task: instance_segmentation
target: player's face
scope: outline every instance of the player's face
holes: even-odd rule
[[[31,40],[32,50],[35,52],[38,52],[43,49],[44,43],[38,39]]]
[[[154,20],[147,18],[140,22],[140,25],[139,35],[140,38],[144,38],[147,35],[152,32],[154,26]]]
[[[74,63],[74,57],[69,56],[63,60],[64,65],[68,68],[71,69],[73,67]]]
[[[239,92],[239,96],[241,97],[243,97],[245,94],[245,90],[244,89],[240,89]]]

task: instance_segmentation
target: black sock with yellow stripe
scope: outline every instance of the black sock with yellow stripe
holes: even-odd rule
* * *
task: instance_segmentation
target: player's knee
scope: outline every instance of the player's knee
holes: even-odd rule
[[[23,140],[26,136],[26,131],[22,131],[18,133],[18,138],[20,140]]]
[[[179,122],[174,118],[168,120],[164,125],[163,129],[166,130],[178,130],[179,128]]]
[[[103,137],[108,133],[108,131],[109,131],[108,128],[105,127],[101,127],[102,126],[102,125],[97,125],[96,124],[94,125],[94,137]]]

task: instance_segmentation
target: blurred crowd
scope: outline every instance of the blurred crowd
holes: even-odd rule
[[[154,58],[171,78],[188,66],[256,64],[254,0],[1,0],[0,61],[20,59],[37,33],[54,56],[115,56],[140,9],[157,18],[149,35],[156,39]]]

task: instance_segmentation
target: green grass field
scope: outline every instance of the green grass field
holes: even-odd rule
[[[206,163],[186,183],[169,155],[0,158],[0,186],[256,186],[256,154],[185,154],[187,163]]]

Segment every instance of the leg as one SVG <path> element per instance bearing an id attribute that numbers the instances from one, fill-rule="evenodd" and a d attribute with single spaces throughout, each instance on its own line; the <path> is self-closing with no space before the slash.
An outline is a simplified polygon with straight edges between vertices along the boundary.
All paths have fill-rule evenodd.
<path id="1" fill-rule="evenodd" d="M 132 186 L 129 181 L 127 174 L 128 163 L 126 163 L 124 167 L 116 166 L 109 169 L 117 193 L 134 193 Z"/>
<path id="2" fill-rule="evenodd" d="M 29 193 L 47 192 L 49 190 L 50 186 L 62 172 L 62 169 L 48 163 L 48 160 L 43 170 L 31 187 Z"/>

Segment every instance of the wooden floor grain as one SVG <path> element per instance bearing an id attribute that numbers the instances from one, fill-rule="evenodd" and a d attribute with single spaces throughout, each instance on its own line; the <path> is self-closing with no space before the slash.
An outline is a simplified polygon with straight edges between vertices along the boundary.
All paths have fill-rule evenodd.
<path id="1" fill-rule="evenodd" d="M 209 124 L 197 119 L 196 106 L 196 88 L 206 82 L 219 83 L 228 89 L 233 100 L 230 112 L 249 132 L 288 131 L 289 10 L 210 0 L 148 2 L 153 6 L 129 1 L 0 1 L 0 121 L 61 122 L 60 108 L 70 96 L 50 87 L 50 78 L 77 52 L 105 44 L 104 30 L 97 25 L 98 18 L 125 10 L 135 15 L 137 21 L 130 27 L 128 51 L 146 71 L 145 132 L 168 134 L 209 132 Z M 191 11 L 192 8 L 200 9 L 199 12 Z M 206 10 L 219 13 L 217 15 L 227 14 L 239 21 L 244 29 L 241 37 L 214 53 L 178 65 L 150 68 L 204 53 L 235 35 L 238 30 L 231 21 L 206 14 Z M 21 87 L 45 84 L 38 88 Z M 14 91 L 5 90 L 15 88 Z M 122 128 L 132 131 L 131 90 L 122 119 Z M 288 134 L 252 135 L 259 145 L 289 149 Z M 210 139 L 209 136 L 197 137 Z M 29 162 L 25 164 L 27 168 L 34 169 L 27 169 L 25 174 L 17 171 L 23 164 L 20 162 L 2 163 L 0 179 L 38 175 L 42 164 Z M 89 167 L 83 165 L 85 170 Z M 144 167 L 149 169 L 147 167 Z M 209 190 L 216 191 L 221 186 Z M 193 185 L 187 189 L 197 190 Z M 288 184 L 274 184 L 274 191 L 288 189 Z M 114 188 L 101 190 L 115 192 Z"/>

WORK TO BE COMPLETED
Return each line of the data above that contains the string "blurred", copying every such line in full.

THE COMPLETED TASK
target: blurred crowd
scope: outline every instance of the blurred crowd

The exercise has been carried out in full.